Extract to read:
• • • • • • •

Transforming growth factor-beta1 stimulates collagen matrix remodeling through increased adhesive and contractive potential by human renal fibroblasts.

Renal tubulointerstitial fibrosis is the common final pathway leading to end-stage renal failure. Tubulointerstitial fibrosis is characterized by fibroblast proliferation and excessive matrix accumulation. Transforming growth factor-beta1 (TGF-beta1) has been implicated in the development of renal fibrosis accompanied by alpha-smooth muscle actin (alpha-SMA) expression in renal fibroblasts. To investigate the molecular and cellular mechanisms involved in tubulointerstitial fibrosis, we examined the effect of TGF-beta1 on collagen type I (collagen) gel contraction, an in vitro model of scar collagen remodeling. TGF-beta1 enhanced collagen gel contraction by human renal fibroblasts in a dose- and time-dependent manner. Function-blocking anti-alpha1 or anti-alpha2 integrin subunit antibodies significantly suppressed TGF-beta1-stimulated collagen gel contraction. Scanning electron microscopy showed that TGF-beta1 enhanced the formation of the collagen fibrils by cell attachment to collagen via alpha1beta1 and alpha2beta1 integrins. Flow cytometry and cell adhesion analyses revealed that the stimulation of renal fibroblasts with TGF-beta1 enhanced cell adhesion to collagen via the increased expression of alpha1 and alpha2 integrin subunits within collagen gels. Fibroblast migration to collagen was not up-regulated by TGF-beta1. Furthermore, TGF-beta1 increased the expression of a putative contractile protein, alpha-SMA, by human renal fibroblasts in collagen gels. These results suggest that TGF-beta1 stimulates fibroblast-collagen matrix remodeling by increasing both integrin-mediated cell attachment to collagen and alpha-SMA expression, thereby contributing to pathological tubulointerstitial collagen matrix reorganization in renal fibrosis.

• • • • • • •

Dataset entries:

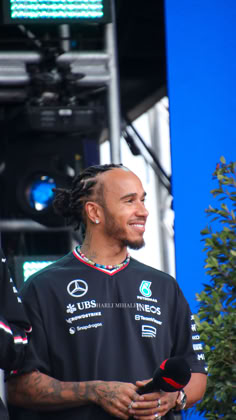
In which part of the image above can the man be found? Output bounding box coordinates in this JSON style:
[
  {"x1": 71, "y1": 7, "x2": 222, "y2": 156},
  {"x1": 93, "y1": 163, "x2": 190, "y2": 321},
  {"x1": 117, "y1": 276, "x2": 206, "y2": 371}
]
[
  {"x1": 0, "y1": 248, "x2": 31, "y2": 420},
  {"x1": 8, "y1": 165, "x2": 206, "y2": 420}
]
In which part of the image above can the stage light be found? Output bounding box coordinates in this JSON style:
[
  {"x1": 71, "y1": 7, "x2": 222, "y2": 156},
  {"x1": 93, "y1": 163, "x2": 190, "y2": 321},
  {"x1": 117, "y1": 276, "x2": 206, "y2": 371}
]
[
  {"x1": 10, "y1": 255, "x2": 62, "y2": 289},
  {"x1": 16, "y1": 165, "x2": 71, "y2": 227},
  {"x1": 26, "y1": 175, "x2": 56, "y2": 211},
  {"x1": 3, "y1": 0, "x2": 111, "y2": 24}
]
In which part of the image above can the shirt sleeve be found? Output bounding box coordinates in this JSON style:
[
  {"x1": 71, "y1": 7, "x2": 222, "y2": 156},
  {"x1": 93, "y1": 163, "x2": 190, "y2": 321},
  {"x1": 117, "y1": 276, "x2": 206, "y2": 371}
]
[
  {"x1": 9, "y1": 279, "x2": 51, "y2": 375},
  {"x1": 0, "y1": 249, "x2": 31, "y2": 370},
  {"x1": 172, "y1": 286, "x2": 207, "y2": 374}
]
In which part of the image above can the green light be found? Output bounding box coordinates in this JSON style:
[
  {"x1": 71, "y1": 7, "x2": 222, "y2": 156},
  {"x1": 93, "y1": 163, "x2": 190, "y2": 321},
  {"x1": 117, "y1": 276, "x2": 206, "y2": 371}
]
[{"x1": 10, "y1": 0, "x2": 104, "y2": 19}]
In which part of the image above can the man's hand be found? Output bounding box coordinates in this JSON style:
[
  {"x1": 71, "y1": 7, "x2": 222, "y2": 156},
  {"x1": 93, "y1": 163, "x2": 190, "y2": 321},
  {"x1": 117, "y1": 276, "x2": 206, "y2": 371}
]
[
  {"x1": 126, "y1": 381, "x2": 178, "y2": 420},
  {"x1": 90, "y1": 381, "x2": 144, "y2": 420}
]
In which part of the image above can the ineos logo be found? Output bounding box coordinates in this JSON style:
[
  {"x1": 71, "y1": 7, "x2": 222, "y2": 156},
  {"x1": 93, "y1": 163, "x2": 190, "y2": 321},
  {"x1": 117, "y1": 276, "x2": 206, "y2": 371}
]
[{"x1": 67, "y1": 280, "x2": 88, "y2": 297}]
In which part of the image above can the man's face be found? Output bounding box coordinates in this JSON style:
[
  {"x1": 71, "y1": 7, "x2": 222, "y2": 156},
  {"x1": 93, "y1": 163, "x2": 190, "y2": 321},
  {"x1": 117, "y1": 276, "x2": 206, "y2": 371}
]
[{"x1": 100, "y1": 169, "x2": 148, "y2": 249}]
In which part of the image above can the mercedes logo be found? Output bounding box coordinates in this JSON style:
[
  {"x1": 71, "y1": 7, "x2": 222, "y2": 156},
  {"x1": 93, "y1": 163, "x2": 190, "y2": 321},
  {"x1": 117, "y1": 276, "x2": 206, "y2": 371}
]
[{"x1": 67, "y1": 280, "x2": 88, "y2": 297}]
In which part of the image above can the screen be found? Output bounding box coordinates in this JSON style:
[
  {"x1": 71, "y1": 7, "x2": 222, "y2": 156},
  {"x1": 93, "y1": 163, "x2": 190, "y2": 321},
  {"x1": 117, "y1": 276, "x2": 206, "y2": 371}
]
[{"x1": 3, "y1": 0, "x2": 110, "y2": 24}]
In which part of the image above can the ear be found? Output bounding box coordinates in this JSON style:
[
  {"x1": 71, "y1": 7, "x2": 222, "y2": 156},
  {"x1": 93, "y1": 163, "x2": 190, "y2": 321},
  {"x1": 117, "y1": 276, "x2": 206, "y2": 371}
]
[{"x1": 84, "y1": 201, "x2": 101, "y2": 224}]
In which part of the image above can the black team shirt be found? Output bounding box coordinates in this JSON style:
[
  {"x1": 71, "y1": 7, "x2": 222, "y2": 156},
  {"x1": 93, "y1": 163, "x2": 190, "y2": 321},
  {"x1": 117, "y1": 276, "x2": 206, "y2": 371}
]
[{"x1": 8, "y1": 249, "x2": 206, "y2": 420}]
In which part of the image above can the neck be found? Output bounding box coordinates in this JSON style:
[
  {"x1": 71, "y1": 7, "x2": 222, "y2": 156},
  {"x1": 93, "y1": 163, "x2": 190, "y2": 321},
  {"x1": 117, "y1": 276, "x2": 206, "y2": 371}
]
[{"x1": 81, "y1": 232, "x2": 127, "y2": 265}]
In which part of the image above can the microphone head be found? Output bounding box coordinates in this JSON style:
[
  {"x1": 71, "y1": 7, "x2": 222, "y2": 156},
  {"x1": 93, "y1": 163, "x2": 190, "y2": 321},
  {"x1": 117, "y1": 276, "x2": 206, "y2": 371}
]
[{"x1": 153, "y1": 356, "x2": 191, "y2": 392}]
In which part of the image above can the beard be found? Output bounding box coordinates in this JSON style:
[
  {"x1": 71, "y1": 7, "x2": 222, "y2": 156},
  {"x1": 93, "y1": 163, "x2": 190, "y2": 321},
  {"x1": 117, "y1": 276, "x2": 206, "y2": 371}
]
[{"x1": 103, "y1": 207, "x2": 145, "y2": 250}]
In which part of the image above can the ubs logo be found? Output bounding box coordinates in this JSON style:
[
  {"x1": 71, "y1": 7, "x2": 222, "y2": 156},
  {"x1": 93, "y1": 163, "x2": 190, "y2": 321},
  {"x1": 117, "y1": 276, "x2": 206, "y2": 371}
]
[{"x1": 67, "y1": 279, "x2": 88, "y2": 298}]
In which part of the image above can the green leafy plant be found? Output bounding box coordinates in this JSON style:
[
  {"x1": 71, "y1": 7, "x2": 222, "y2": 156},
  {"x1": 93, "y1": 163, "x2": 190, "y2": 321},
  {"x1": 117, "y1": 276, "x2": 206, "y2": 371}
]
[{"x1": 195, "y1": 157, "x2": 236, "y2": 420}]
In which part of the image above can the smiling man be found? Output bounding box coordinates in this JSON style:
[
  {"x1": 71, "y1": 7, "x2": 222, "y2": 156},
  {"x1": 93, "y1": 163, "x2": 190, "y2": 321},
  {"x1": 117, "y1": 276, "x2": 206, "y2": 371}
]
[{"x1": 8, "y1": 165, "x2": 206, "y2": 420}]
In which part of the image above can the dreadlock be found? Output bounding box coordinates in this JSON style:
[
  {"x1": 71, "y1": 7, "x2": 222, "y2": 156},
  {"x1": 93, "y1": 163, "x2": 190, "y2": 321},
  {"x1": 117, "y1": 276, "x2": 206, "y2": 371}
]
[{"x1": 53, "y1": 163, "x2": 123, "y2": 230}]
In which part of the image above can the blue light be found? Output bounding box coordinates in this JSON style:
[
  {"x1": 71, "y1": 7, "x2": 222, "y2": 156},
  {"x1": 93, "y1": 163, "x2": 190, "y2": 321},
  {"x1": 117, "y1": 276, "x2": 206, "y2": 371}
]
[{"x1": 28, "y1": 175, "x2": 56, "y2": 211}]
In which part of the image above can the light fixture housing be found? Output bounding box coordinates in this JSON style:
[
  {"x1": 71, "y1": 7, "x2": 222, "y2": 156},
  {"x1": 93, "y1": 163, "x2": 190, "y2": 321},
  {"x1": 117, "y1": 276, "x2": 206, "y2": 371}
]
[{"x1": 2, "y1": 0, "x2": 111, "y2": 25}]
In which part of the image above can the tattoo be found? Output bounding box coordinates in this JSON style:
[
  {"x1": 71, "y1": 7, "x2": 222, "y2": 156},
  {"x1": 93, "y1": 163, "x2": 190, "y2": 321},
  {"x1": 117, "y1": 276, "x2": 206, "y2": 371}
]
[{"x1": 8, "y1": 372, "x2": 99, "y2": 410}]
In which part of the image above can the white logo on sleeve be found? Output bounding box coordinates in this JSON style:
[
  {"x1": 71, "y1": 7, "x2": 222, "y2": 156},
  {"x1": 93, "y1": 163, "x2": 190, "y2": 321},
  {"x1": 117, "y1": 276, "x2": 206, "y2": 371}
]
[
  {"x1": 142, "y1": 325, "x2": 157, "y2": 338},
  {"x1": 67, "y1": 279, "x2": 88, "y2": 298}
]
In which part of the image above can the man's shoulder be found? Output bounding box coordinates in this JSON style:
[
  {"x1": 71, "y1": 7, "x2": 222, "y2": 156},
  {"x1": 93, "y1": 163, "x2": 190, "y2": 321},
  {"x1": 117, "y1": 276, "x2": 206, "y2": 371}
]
[
  {"x1": 21, "y1": 252, "x2": 76, "y2": 295},
  {"x1": 130, "y1": 257, "x2": 177, "y2": 283}
]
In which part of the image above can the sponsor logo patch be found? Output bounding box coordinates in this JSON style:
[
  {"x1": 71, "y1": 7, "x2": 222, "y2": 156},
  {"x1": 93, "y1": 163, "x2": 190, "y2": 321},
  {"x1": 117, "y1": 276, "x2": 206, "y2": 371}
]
[
  {"x1": 67, "y1": 279, "x2": 88, "y2": 298},
  {"x1": 142, "y1": 324, "x2": 157, "y2": 338}
]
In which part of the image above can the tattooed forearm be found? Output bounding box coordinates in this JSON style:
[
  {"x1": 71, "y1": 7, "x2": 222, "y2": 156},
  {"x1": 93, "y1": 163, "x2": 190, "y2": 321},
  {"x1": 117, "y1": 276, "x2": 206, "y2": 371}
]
[
  {"x1": 8, "y1": 372, "x2": 101, "y2": 410},
  {"x1": 8, "y1": 372, "x2": 138, "y2": 420}
]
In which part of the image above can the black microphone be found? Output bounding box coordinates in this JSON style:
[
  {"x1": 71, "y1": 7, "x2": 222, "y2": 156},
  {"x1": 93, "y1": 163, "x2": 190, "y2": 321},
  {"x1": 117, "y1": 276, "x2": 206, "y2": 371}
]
[{"x1": 137, "y1": 356, "x2": 191, "y2": 395}]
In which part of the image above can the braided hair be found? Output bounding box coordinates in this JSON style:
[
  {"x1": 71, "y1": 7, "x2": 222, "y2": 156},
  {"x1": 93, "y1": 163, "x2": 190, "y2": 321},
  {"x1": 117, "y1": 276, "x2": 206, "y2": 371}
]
[{"x1": 53, "y1": 163, "x2": 123, "y2": 230}]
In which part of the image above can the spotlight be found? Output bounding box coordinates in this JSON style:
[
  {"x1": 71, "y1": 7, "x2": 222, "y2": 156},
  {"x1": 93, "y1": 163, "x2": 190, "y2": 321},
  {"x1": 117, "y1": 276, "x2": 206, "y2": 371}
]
[
  {"x1": 26, "y1": 175, "x2": 56, "y2": 211},
  {"x1": 16, "y1": 168, "x2": 71, "y2": 227},
  {"x1": 2, "y1": 0, "x2": 111, "y2": 24}
]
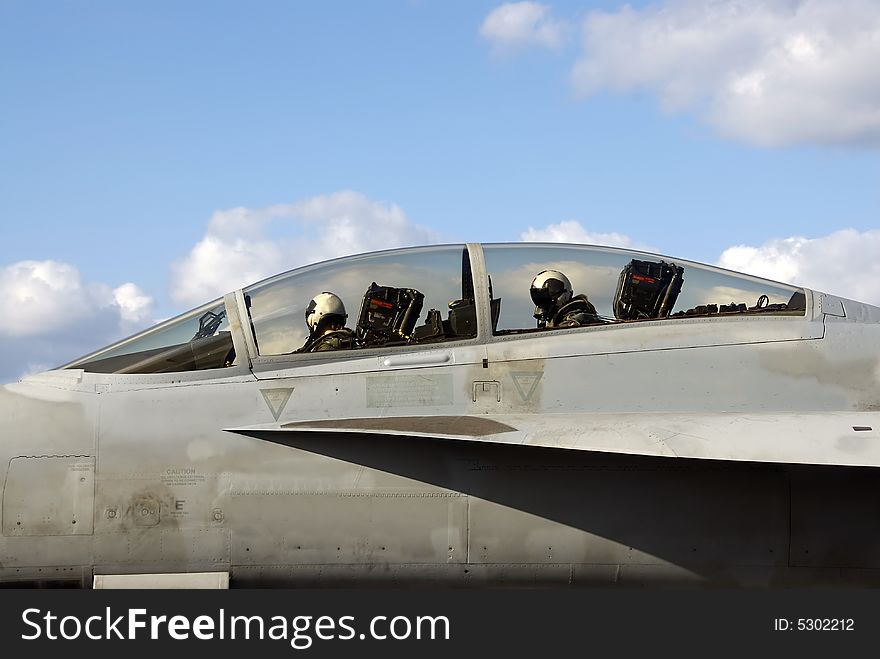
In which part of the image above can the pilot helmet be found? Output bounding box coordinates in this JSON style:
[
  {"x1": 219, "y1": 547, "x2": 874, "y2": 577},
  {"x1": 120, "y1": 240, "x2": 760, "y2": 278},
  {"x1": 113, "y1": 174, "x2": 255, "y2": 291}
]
[
  {"x1": 529, "y1": 270, "x2": 572, "y2": 319},
  {"x1": 305, "y1": 291, "x2": 348, "y2": 333}
]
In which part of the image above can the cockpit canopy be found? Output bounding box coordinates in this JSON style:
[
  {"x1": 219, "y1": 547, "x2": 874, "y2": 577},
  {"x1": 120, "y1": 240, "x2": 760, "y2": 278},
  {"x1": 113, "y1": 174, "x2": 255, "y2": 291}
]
[{"x1": 66, "y1": 243, "x2": 806, "y2": 373}]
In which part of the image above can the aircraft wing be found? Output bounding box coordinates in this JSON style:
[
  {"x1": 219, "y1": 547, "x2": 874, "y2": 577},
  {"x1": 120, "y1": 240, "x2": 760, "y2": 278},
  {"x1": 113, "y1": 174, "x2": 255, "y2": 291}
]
[{"x1": 226, "y1": 412, "x2": 880, "y2": 467}]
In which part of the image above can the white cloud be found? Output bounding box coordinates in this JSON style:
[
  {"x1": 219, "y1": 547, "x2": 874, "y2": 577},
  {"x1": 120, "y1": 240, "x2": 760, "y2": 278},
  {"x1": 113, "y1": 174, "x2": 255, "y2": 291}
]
[
  {"x1": 519, "y1": 220, "x2": 656, "y2": 252},
  {"x1": 718, "y1": 229, "x2": 880, "y2": 305},
  {"x1": 572, "y1": 0, "x2": 880, "y2": 145},
  {"x1": 0, "y1": 261, "x2": 153, "y2": 381},
  {"x1": 171, "y1": 190, "x2": 437, "y2": 305},
  {"x1": 480, "y1": 2, "x2": 569, "y2": 50}
]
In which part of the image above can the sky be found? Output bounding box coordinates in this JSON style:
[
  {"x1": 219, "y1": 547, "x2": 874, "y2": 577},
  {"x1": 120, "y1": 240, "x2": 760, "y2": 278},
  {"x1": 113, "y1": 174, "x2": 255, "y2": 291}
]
[{"x1": 0, "y1": 0, "x2": 880, "y2": 381}]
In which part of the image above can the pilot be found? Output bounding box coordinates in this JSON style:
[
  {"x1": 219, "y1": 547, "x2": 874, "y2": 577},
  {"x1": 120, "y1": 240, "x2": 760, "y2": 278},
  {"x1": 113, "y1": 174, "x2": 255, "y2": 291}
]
[
  {"x1": 297, "y1": 291, "x2": 357, "y2": 352},
  {"x1": 529, "y1": 270, "x2": 602, "y2": 329}
]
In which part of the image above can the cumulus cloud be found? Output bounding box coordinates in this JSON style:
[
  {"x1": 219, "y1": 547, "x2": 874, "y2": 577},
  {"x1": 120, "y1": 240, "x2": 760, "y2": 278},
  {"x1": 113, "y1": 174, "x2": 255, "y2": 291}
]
[
  {"x1": 0, "y1": 261, "x2": 154, "y2": 381},
  {"x1": 171, "y1": 190, "x2": 437, "y2": 305},
  {"x1": 519, "y1": 220, "x2": 656, "y2": 252},
  {"x1": 718, "y1": 229, "x2": 880, "y2": 305},
  {"x1": 571, "y1": 0, "x2": 880, "y2": 146},
  {"x1": 480, "y1": 2, "x2": 569, "y2": 51}
]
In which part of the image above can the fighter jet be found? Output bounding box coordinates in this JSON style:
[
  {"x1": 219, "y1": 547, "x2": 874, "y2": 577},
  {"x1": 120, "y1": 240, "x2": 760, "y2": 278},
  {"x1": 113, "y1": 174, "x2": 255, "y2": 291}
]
[{"x1": 0, "y1": 244, "x2": 880, "y2": 587}]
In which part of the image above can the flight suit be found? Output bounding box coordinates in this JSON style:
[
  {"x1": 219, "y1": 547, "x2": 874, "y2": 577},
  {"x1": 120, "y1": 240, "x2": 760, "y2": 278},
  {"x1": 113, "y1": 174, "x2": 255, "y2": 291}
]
[
  {"x1": 547, "y1": 294, "x2": 602, "y2": 329},
  {"x1": 305, "y1": 327, "x2": 357, "y2": 352}
]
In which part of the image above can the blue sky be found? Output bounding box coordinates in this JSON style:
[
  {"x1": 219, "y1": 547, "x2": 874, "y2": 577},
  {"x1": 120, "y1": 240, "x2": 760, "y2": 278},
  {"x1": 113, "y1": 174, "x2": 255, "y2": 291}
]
[{"x1": 0, "y1": 0, "x2": 880, "y2": 379}]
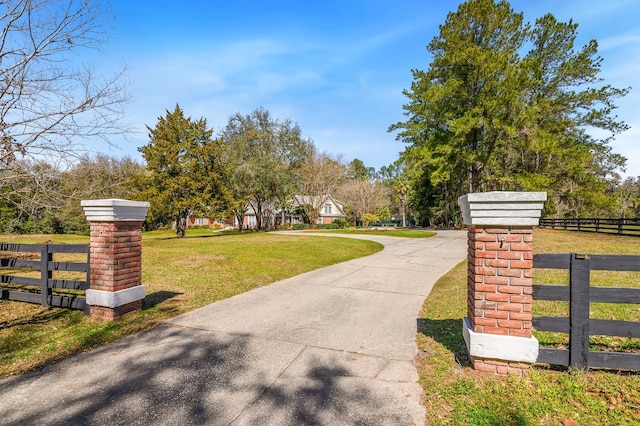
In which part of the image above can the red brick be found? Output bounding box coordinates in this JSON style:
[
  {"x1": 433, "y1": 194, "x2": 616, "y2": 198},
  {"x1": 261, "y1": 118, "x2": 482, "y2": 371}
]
[
  {"x1": 475, "y1": 233, "x2": 498, "y2": 243},
  {"x1": 497, "y1": 285, "x2": 522, "y2": 294},
  {"x1": 497, "y1": 268, "x2": 523, "y2": 278},
  {"x1": 511, "y1": 243, "x2": 533, "y2": 251},
  {"x1": 510, "y1": 226, "x2": 533, "y2": 235},
  {"x1": 498, "y1": 320, "x2": 524, "y2": 329},
  {"x1": 475, "y1": 250, "x2": 497, "y2": 259},
  {"x1": 498, "y1": 302, "x2": 522, "y2": 312},
  {"x1": 498, "y1": 251, "x2": 522, "y2": 260},
  {"x1": 473, "y1": 283, "x2": 497, "y2": 293},
  {"x1": 484, "y1": 293, "x2": 509, "y2": 302},
  {"x1": 475, "y1": 317, "x2": 498, "y2": 330},
  {"x1": 484, "y1": 276, "x2": 509, "y2": 285},
  {"x1": 509, "y1": 329, "x2": 531, "y2": 338},
  {"x1": 509, "y1": 294, "x2": 533, "y2": 303},
  {"x1": 510, "y1": 278, "x2": 533, "y2": 287},
  {"x1": 484, "y1": 242, "x2": 509, "y2": 251},
  {"x1": 484, "y1": 311, "x2": 509, "y2": 320},
  {"x1": 510, "y1": 260, "x2": 533, "y2": 269},
  {"x1": 473, "y1": 266, "x2": 496, "y2": 276},
  {"x1": 484, "y1": 227, "x2": 509, "y2": 234},
  {"x1": 509, "y1": 312, "x2": 531, "y2": 322},
  {"x1": 484, "y1": 327, "x2": 509, "y2": 336}
]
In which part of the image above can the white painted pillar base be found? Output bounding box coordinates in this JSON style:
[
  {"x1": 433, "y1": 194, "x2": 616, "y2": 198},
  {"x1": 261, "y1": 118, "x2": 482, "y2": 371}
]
[{"x1": 462, "y1": 317, "x2": 539, "y2": 363}]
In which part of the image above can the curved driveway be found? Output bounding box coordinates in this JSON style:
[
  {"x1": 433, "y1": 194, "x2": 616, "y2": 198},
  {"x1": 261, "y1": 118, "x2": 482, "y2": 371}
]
[{"x1": 0, "y1": 231, "x2": 466, "y2": 426}]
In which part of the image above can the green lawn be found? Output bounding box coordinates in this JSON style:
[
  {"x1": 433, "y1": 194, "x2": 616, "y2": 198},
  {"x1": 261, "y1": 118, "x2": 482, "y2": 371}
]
[
  {"x1": 306, "y1": 228, "x2": 436, "y2": 238},
  {"x1": 0, "y1": 230, "x2": 382, "y2": 377},
  {"x1": 417, "y1": 230, "x2": 640, "y2": 425}
]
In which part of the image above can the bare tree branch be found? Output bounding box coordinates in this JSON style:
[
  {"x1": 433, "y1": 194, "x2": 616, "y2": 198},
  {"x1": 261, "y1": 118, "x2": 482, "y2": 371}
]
[{"x1": 0, "y1": 0, "x2": 127, "y2": 165}]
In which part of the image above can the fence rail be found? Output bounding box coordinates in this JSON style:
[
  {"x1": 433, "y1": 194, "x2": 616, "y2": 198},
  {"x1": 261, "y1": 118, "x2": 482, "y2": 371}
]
[
  {"x1": 540, "y1": 218, "x2": 640, "y2": 236},
  {"x1": 533, "y1": 253, "x2": 640, "y2": 370},
  {"x1": 0, "y1": 243, "x2": 89, "y2": 313}
]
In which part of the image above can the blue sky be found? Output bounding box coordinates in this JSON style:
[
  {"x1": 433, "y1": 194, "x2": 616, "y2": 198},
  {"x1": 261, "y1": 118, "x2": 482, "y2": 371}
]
[{"x1": 93, "y1": 0, "x2": 640, "y2": 176}]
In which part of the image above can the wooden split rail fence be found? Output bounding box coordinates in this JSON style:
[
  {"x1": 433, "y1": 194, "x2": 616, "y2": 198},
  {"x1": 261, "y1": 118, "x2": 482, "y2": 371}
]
[
  {"x1": 0, "y1": 243, "x2": 89, "y2": 313},
  {"x1": 533, "y1": 254, "x2": 640, "y2": 370},
  {"x1": 540, "y1": 218, "x2": 640, "y2": 237}
]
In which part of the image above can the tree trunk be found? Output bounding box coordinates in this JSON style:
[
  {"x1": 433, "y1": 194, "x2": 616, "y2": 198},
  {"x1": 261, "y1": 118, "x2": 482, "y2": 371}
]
[{"x1": 176, "y1": 213, "x2": 187, "y2": 238}]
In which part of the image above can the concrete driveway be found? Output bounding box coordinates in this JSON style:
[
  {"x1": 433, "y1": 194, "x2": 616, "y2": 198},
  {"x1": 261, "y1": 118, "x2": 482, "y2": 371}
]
[{"x1": 0, "y1": 231, "x2": 467, "y2": 426}]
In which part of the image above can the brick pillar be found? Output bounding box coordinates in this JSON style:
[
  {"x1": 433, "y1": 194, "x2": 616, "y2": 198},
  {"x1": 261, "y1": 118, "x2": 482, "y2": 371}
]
[
  {"x1": 81, "y1": 199, "x2": 149, "y2": 320},
  {"x1": 458, "y1": 192, "x2": 546, "y2": 374}
]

• • • • • • •

Problems to work on:
- A) What does the TGF-beta1 abstract describe collagen gel contraction as a model of?
- B) Reproduce a passage from the TGF-beta1 abstract, beginning at the words "Transforming growth factor-beta1 stimulates" and stopping after the words "human renal fibroblasts.".

Task-by-task results:
- A) It describes collagen gel contraction as an in vitro model of scar collagen remodeling.

- B)
Transforming growth factor-beta1 stimulates collagen matrix remodeling through increased adhesive and contractive potential by human renal fibroblasts.